### Excerpted text

Now when two lines intersect on a graph, they *share* just that one point. It's a special point, because it satisfies the equations of both lines. That's often a point of interest for us, and this section will cover ways to find it using examples.

If two non-identical lines in a plane intersect, then there is one, and only one point, $(x, y)$ in that plane that satisfies the equations of both lines.

Find the point of intersection of lines $x + y = 2$ and $y = 1.$

**Solution**

$$ \begin{align} x + y &= 2 \\[3pt] y &= 1 \end{align}$$

Both lines are plotted below. If we rearrange the first to $y = mx + b$ form, we get $y = -x + 2,$ a line that passes through (0, 2) and has a slope of -1. The second is the horizontal line passing through (0, 1).

Now for each of these examples, we'll find the point of intersection three different ways, by substitution, by elimination, and by the transitive property. Which one you use will be entirely up to you, but some methods easier and more direct than others in certain circumstances.

The substitution method involves solving one of our two equation in terms of one variable, then plugging the expression for that variable into its appropriate place in the other equation. Let's use it on the current example.

In this system of two equations, we already have $y = 1$, so that's a good target for substitution. Now substitute 1 for y in the other equation, $x + y = 2$ to get

$$ \begin{align} x + y &= 2 \; \longleftarrow \; y = 1 \\[4pt] x + 1 &= 2 \\[4pt] x &= 1 \end{align}$$

Now that we have our x value, we use either equation to solve for y. It's obvious from the second that $y = 1$, and our point of intersection is **(1, 1)**, as shown in the graph.

When we solve systems of equations by elimination, we are relying on the fact that the sides of an equation – across the equal sign – are equivalent. Therefore if we add or subtract two equations (left side ± left side, right side ± right side, the result should still be a valid equation.

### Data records

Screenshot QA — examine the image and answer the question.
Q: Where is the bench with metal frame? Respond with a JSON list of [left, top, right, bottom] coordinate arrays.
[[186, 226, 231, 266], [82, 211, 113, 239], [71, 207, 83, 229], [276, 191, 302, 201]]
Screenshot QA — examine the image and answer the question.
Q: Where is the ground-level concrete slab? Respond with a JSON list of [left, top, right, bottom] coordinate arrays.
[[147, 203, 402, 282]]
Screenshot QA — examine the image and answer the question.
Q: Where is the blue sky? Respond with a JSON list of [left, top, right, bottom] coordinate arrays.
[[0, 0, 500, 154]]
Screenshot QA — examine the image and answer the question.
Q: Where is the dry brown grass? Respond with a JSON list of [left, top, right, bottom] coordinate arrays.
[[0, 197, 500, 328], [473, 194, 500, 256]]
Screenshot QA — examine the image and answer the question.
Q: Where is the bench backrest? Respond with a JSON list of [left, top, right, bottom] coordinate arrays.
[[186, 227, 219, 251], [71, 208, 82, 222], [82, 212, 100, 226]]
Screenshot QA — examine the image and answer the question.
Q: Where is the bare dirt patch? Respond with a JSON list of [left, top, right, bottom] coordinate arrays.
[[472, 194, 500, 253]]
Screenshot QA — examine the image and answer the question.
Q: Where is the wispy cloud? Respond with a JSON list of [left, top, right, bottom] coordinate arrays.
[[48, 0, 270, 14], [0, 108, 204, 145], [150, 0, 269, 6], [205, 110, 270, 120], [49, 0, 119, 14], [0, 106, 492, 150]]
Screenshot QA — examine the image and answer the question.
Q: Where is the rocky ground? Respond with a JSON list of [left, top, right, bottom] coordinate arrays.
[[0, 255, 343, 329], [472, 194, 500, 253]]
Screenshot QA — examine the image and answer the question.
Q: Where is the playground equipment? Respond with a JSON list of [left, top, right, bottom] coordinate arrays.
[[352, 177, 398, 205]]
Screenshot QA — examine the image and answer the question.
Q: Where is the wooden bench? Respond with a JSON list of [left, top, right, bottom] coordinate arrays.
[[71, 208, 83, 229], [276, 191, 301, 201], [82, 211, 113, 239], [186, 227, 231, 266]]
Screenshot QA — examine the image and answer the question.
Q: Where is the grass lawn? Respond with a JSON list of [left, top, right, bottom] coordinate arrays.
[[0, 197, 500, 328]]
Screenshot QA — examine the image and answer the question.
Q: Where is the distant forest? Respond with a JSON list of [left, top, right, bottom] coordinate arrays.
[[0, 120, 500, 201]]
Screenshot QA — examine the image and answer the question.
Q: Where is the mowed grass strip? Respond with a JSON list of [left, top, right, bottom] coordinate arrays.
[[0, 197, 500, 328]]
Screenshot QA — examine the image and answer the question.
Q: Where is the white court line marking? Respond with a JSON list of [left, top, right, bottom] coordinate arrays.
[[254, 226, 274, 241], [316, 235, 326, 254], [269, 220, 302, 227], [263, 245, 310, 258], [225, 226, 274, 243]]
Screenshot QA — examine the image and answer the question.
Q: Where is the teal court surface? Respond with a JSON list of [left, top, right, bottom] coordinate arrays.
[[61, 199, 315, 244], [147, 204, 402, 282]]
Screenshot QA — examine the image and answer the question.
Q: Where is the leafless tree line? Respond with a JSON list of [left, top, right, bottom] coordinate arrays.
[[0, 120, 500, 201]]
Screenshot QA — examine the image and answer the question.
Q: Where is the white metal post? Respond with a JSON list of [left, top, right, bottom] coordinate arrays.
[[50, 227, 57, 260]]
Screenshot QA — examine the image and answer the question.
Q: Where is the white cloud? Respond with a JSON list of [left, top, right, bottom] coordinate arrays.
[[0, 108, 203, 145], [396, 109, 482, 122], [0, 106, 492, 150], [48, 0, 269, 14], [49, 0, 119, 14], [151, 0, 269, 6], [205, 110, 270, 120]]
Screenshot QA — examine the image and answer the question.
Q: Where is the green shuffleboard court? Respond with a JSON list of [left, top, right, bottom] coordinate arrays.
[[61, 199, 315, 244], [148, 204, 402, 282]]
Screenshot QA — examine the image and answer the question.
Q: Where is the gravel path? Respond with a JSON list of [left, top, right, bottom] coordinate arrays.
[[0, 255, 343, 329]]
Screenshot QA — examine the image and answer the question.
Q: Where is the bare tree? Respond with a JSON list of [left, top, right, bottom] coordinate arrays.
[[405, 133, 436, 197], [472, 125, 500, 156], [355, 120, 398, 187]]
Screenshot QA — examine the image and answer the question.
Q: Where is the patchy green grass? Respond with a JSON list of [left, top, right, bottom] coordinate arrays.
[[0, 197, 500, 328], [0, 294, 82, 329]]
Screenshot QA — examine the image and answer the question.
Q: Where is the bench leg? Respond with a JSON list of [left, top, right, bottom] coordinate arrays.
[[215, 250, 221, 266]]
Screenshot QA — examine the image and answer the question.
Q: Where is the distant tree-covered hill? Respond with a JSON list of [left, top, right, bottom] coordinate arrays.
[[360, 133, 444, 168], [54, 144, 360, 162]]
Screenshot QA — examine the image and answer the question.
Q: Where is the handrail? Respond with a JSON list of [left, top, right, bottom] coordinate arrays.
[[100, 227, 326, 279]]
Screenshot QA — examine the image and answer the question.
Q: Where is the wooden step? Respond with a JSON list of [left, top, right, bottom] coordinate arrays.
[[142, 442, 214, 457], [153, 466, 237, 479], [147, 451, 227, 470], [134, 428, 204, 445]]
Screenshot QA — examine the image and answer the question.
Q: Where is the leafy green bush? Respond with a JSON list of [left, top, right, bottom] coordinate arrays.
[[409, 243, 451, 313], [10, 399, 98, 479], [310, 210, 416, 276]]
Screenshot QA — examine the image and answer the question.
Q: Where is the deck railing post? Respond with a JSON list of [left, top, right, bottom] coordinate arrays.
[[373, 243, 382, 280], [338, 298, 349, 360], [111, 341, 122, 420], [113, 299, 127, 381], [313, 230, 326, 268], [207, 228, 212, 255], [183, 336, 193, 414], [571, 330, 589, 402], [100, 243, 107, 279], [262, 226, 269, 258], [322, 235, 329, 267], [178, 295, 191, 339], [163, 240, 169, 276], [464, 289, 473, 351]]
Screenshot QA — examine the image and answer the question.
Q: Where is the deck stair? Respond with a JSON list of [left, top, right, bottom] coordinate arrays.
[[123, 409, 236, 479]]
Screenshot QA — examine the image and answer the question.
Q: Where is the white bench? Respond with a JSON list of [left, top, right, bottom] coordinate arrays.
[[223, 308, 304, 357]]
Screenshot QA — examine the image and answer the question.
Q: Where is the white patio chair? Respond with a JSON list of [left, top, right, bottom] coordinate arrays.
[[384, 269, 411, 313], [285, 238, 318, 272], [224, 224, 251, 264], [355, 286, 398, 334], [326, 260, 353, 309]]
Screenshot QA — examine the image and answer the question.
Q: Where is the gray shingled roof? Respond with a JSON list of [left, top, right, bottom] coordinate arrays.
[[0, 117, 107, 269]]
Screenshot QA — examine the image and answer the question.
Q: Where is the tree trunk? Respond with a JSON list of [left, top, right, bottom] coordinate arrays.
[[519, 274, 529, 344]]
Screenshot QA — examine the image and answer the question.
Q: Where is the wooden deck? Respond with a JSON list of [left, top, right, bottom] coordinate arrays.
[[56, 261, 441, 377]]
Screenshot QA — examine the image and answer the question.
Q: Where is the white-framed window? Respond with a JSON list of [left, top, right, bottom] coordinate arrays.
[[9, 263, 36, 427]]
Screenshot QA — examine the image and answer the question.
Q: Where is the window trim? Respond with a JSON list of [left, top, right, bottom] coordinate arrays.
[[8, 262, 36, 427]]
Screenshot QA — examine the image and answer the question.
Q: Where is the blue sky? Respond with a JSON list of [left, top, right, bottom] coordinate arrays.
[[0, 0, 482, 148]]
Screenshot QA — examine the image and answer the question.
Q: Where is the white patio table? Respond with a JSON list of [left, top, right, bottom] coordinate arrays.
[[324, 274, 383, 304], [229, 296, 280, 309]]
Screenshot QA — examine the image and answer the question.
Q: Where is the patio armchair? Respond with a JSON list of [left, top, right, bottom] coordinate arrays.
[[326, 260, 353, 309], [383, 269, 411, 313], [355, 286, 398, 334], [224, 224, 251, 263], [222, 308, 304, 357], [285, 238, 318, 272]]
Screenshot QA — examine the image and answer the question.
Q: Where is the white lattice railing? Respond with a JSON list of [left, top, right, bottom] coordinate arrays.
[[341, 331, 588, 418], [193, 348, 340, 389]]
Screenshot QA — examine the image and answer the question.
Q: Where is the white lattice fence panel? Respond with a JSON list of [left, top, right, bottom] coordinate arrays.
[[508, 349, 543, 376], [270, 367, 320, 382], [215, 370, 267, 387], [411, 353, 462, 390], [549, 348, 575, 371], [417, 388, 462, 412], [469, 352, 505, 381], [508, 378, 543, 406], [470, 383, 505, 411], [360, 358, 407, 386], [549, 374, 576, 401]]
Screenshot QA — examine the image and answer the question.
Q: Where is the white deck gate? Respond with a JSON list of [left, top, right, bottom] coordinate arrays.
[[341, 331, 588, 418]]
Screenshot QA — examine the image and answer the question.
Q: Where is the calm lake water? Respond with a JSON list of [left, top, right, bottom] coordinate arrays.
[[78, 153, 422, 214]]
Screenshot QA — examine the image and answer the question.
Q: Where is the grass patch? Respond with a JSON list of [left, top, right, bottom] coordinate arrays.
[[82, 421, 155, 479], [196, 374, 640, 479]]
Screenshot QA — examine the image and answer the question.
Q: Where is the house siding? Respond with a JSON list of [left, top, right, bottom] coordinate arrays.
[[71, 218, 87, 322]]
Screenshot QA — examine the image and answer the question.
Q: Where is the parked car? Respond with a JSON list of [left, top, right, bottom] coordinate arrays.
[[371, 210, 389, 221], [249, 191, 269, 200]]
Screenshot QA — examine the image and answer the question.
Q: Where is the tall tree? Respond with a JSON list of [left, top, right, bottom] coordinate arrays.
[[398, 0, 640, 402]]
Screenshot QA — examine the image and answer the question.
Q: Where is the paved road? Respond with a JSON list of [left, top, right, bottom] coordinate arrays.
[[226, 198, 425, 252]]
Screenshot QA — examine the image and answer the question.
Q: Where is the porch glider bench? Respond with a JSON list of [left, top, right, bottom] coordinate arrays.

### Stated exercise
Pick up the lesson on finding where two lines intersect right after its last sentence, and carry on with the elimination method.

### Result of the task
Now consider our system of equations

$$ \begin{align} x + y &= 2 \\[4pt] y &= 1 \end{align}$$

Now let's subtract the lower equation from the upper (nothing wrong with subtracting the upper from the lower, but one way generally gets you to a solution with less trouble):

$$ \begin{matrix} \phantom{000} x + y = 2 \\[1pt] \underline{\phantom{0000} -(y = 1)} \\[1pt] \phantom{000000} x = 1 \end{matrix}$$

... and that once again leads us to y = 1, for an intersection point of **(1, 1)**.

Finally, the transitive property tells us that if two things are equal to the same thing, then they are equal to each other. If we look at our two equations in this light:

$$ \begin{align} y &= 2 - x \\[3pt] y &= 1 \end{align}$$

If this is true, then it must also be true that $2 - x = 1,$ or $x = 1,$ which leads us once again to our intersection point. This method isn't very different from elimination, but sometimes it's easier to wrap your brain around. We'll continue employing all three methods in the next examples.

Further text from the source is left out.